** MATERIAL SHOWN follows **

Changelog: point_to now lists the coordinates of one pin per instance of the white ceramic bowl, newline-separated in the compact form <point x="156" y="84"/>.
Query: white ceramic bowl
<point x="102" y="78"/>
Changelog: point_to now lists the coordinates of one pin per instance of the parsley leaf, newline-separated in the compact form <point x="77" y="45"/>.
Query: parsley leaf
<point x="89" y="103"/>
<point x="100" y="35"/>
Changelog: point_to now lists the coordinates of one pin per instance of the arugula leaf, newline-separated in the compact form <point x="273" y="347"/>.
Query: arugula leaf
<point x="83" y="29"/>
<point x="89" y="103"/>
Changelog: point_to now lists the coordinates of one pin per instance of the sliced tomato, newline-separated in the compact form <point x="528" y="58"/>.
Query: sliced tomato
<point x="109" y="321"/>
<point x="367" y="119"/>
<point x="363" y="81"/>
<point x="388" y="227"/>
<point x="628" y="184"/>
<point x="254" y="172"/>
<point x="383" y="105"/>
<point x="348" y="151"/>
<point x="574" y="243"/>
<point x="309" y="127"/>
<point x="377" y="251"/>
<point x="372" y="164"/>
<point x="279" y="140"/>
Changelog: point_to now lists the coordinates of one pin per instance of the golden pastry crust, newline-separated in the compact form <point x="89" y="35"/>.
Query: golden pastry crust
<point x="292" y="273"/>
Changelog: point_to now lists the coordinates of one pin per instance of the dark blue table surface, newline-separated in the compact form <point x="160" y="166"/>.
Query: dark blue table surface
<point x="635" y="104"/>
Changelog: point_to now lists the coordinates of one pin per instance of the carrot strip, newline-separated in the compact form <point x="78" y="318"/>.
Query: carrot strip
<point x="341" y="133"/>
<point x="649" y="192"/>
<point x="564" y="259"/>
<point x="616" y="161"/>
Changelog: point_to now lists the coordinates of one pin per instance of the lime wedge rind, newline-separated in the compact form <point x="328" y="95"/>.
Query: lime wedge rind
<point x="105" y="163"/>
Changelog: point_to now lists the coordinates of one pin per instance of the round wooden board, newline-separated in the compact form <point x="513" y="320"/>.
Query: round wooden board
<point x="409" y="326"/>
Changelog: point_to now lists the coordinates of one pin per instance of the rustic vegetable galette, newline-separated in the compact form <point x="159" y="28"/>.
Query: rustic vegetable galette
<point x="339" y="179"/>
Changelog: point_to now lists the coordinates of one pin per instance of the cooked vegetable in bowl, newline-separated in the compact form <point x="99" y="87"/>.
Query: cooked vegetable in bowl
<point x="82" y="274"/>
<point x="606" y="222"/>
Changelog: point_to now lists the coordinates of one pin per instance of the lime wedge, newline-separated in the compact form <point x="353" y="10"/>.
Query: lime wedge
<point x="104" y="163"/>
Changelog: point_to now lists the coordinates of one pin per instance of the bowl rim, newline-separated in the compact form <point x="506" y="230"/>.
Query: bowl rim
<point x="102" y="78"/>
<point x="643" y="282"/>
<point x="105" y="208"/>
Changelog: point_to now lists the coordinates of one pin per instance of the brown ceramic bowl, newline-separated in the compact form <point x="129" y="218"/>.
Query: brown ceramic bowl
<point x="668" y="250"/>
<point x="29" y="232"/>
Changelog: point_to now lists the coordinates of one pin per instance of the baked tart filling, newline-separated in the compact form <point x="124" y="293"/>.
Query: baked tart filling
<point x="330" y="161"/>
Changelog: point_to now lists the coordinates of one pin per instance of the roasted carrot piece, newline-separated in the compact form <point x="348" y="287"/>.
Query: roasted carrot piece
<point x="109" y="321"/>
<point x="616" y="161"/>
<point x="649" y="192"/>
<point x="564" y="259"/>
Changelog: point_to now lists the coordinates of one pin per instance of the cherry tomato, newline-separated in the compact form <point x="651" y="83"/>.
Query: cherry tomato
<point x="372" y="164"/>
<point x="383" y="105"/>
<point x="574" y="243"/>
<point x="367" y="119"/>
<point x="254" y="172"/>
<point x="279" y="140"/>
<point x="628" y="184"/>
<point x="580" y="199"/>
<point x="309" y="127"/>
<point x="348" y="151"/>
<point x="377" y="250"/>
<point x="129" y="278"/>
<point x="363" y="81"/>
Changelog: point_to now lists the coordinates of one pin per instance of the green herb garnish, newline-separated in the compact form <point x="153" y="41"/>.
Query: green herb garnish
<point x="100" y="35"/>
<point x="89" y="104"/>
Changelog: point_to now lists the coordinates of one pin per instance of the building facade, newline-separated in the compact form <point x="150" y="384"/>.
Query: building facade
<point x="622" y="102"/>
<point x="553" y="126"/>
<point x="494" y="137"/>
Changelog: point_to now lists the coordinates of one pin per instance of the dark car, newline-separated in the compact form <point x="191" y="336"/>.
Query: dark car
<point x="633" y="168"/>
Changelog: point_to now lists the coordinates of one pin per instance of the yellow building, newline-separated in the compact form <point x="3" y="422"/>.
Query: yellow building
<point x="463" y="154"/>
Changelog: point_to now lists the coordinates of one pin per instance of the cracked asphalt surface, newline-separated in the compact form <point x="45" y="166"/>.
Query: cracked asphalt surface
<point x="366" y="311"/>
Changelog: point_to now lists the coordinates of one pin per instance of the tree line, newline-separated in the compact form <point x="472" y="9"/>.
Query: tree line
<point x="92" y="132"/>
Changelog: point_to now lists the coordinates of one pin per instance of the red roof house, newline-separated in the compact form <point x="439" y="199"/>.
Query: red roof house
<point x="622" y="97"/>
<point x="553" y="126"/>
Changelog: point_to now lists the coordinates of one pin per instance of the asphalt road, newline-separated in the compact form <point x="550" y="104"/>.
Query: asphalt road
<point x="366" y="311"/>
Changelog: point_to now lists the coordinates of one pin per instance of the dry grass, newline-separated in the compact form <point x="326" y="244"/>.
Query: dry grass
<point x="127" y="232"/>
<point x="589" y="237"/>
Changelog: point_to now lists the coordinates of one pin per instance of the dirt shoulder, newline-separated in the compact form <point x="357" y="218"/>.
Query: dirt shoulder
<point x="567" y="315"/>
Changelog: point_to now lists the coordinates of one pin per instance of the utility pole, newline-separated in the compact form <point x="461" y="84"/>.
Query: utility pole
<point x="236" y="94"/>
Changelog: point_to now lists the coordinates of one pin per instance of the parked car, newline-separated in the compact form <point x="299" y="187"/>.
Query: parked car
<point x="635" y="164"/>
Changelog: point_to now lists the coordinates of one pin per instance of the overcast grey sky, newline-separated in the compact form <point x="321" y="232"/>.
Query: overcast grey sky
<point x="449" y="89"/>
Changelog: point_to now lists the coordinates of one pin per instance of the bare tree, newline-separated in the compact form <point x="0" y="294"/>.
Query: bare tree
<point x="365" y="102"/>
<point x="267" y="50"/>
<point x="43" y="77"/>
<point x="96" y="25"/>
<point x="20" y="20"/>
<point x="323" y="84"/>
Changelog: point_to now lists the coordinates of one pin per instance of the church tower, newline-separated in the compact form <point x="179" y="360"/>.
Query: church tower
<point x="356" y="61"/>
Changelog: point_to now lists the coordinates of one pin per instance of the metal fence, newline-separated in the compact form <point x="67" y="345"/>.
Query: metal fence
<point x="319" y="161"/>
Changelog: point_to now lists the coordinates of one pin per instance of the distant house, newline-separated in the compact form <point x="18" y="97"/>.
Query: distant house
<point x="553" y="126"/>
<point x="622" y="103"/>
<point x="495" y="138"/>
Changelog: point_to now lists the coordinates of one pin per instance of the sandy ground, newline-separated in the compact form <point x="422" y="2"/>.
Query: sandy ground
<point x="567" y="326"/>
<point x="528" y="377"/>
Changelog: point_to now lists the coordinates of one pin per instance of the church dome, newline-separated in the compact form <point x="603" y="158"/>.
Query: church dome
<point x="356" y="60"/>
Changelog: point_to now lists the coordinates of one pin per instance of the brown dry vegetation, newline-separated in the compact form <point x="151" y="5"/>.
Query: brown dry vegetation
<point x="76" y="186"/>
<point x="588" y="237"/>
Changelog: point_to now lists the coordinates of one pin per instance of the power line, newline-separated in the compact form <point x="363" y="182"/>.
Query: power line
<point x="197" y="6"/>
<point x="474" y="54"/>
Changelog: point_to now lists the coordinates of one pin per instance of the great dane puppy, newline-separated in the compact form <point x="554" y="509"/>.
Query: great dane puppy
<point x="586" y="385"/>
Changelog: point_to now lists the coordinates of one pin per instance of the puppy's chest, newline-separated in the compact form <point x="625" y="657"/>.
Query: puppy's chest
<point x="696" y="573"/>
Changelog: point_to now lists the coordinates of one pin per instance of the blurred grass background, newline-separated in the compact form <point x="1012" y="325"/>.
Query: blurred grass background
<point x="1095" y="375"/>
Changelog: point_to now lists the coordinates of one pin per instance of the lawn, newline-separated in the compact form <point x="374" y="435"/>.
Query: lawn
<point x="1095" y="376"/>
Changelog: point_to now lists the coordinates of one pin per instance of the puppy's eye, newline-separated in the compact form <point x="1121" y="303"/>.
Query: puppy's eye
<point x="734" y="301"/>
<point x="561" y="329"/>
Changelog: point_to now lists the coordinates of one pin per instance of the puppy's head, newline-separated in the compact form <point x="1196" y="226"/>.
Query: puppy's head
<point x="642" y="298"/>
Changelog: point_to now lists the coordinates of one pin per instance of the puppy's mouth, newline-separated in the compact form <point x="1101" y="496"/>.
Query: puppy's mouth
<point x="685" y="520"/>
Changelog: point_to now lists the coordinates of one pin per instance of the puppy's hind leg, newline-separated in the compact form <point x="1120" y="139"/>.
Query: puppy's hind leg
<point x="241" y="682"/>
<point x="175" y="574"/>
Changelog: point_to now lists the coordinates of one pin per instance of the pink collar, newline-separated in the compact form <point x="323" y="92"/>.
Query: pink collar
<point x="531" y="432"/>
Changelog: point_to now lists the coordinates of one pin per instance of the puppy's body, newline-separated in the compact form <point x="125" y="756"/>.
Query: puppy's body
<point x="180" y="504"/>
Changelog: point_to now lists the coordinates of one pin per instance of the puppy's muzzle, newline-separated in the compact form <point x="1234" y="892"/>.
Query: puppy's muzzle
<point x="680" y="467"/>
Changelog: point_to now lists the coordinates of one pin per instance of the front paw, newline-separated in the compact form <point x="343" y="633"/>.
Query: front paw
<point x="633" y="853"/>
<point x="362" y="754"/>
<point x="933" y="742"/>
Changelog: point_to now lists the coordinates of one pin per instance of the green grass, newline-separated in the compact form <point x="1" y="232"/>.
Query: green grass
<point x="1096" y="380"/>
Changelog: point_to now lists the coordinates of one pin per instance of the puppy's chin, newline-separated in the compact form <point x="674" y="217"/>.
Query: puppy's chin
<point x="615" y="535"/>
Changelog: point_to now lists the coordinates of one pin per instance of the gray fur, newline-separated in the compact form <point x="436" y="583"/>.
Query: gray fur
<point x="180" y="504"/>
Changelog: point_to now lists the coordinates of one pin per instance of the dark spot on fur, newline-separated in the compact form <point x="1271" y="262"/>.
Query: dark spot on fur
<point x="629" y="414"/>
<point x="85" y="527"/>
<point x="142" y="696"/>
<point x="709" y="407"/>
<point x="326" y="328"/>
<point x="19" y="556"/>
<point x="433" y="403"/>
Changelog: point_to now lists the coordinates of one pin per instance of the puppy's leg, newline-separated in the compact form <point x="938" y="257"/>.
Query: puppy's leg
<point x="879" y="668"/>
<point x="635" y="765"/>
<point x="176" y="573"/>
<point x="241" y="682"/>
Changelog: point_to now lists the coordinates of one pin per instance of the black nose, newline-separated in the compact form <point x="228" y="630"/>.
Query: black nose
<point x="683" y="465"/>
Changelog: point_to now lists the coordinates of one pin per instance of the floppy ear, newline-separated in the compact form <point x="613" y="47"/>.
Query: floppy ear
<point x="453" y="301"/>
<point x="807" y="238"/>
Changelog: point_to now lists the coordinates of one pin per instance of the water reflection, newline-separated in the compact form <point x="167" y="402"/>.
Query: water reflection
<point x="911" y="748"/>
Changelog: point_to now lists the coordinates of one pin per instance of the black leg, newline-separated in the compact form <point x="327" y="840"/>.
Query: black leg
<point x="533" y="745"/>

** End of MATERIAL SHOWN **

§ TASK REQUIREMENTS
Word for word, restate the lines of the data above that fall between the line holding "of the metal" and the line holding "puppy's chest, newline-separated", inclusive, and no other lines.

§ WORKED SOLUTION
Changelog: point_to now lists the coordinates of one pin per instance of the metal fence, newline-separated in the compact form <point x="67" y="345"/>.
Query: metal fence
<point x="319" y="161"/>
Changelog: point_to now lists the coordinates of one pin per instance of the distant house, newline-separated in the compact form <point x="18" y="97"/>.
Query: distant house
<point x="553" y="126"/>
<point x="622" y="103"/>
<point x="495" y="138"/>
Changelog: point_to now lists the coordinates of one pin per instance of the sandy ground, newline-separated in the compact form <point x="422" y="2"/>.
Query: sandy ground
<point x="567" y="326"/>
<point x="528" y="377"/>
Changelog: point_to now lists the coordinates of one pin per instance of the church dome, newline-separated in the compact form <point x="603" y="158"/>.
Query: church dome
<point x="356" y="60"/>
Changelog: point_to now lists the coordinates of one pin per instance of the brown dry vegetation, newline-separated in the compact form <point x="151" y="5"/>.
Query: brown dry vegetation
<point x="76" y="186"/>
<point x="588" y="237"/>
Changelog: point_to now lists the coordinates of one pin per instance of the power line, newline-separated in the compact form <point x="363" y="182"/>.
Query: power line
<point x="197" y="6"/>
<point x="474" y="54"/>
Changelog: point_to now lists the coordinates of one pin per instance of the great dane puppy, newline-separated in the compact form <point x="554" y="509"/>.
Query: great dane puppy
<point x="586" y="385"/>
Changelog: point_to now lists the coordinates of one pin per instance of the puppy's chest, newline-separated in the compact form <point x="625" y="657"/>.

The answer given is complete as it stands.